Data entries
__________

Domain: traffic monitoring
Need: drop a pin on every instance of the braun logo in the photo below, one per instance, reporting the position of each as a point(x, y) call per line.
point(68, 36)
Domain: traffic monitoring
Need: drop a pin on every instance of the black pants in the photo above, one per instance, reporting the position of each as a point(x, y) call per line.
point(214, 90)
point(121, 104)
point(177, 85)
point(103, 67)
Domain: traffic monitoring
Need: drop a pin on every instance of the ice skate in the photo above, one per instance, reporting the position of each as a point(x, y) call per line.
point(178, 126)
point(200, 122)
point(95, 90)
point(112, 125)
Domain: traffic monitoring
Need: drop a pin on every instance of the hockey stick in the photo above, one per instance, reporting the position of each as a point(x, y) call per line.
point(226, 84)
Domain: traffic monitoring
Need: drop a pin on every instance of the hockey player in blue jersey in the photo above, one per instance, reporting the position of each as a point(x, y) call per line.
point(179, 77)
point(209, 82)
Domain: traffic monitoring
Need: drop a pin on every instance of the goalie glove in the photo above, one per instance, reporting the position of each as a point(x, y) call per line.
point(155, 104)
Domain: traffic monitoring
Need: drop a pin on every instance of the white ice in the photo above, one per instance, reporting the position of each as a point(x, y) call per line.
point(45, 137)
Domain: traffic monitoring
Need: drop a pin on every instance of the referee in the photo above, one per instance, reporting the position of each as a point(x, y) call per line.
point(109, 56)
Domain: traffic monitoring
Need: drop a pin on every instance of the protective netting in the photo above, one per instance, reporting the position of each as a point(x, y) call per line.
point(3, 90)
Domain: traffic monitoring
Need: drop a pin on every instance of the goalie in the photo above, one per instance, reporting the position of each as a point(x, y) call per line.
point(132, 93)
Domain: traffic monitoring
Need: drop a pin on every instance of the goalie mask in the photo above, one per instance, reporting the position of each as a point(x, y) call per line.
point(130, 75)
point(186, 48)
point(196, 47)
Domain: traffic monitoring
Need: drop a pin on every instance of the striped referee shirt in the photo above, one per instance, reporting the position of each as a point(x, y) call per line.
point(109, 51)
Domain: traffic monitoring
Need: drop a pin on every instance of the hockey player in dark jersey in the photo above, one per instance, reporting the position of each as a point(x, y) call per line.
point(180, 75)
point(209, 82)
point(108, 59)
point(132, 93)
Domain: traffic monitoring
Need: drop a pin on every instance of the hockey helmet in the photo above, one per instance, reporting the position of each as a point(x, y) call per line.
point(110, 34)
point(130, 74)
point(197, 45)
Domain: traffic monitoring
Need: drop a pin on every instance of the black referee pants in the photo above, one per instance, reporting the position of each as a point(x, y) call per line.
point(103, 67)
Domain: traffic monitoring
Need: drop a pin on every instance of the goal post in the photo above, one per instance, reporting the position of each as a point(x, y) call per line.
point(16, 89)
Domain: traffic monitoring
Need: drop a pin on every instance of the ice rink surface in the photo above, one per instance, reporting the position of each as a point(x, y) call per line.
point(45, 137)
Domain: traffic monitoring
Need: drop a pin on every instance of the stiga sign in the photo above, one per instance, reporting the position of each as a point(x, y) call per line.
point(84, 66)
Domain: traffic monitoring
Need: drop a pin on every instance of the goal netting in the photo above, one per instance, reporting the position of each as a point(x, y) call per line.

__________

**What you need to do**
Retype the records that precede this task, keeping them exactly the same.

**Final result**
Domain: traffic monitoring
Need: drop a pin on every instance of the braun logo in the photo below, one per instance, reporting the position of each as a point(x, y) call per line.
point(68, 36)
Domain: traffic monitoring
Need: drop a pin on every instance of the black pants in the photo above, one per instance, reporting the position of each as a point(x, y) call per line.
point(214, 90)
point(121, 104)
point(177, 85)
point(103, 67)
Domain: traffic monitoring
Need: drop a pin on every instance of the ice skate in the photo above, one per instance, reporting the position of each as a point(x, y) call per line.
point(178, 126)
point(200, 122)
point(95, 90)
point(112, 125)
Domain: traffic monitoring
Need: drop a pin on every instance of the hockey stick in the photo above, one per instance, reporting the position of each as a point(x, y) call per line.
point(226, 84)
Domain: traffic monitoring
Need: drop a pin on every instance of the hockey player in blue jersey in the photo above, one per instance, reporting the position of each as a point(x, y) call per line.
point(179, 77)
point(209, 82)
Domain: traffic monitoring
Need: drop a pin on every instance of the goalie glove in the photo above, one per instance, reporting the position of each as a point(x, y) call per line.
point(155, 104)
Domain: traffic monitoring
Need: drop a pin on every instance of the white ice in the photo above, one per instance, reporting the position of each as a point(x, y) call per line.
point(45, 137)
Domain: traffic monitoring
Need: drop a pin on every instance of the referee in the photo above, one per instance, reporting the position of each as a point(x, y) call per line.
point(109, 56)
Domain: traffic monitoring
Need: drop a pin on every instance of the protective netting in the photo above, one per instance, reporting the position of each as a point(x, y) call per line.
point(3, 90)
Domain: traffic monitoring
Need: drop a pin on every instance of the goalie in the photo above, one per instance, reporting the position of each as a point(x, y) call per line.
point(132, 93)
Domain: traffic monitoring
Need: drop a pin on every instance of the goalie mask in the photo above, one per instance, reporting the position of each as a point(x, y) call per line.
point(130, 75)
point(186, 48)
point(196, 47)
Domain: traffic monitoring
Need: drop a pin on every instance of the striped referee shirt in the photo above, one per instance, reporting the position of each as a point(x, y) call per line.
point(109, 51)
Domain: traffic monitoring
Need: drop a pin on every instance of the hockey player in dark jersey in the photo above, one per instance, reporting the position of each as a point(x, y) call per line.
point(180, 75)
point(209, 82)
point(108, 59)
point(132, 93)
Domain: traffic monitoring
Need: drop a pin on every instance of the hockey helmet in the photo above, one per instance, reporting the position of each as a point(x, y) call per line.
point(110, 34)
point(130, 74)
point(197, 45)
Domain: traffic monitoring
Need: drop a pin on every instance of the black referee pants in the photo above, one per instance, reporting the position of each as a point(x, y) call per line.
point(103, 67)
Domain: traffic monitoring
Need: drop a pin on every instance of the goal post in the photo above, one per instance, reporting the position of each as a point(x, y) call per line.
point(16, 89)
Domain: traffic monitoring
Need: drop a pin on every instance of the ice rink surface in the photo above, one per instance, reporting the position of each as a point(x, y) call per line.
point(45, 137)
Domain: traffic monitoring
Need: drop a pin on every instance of the stiga sign in the photo above, one per instance, reporting the position of each as a point(x, y) call per line.
point(84, 66)
Domain: traffic monitoring
Need: drop a pin on every instance of the goal netting in the photo above, one per instance, reporting the position of each as a point(x, y) call per line.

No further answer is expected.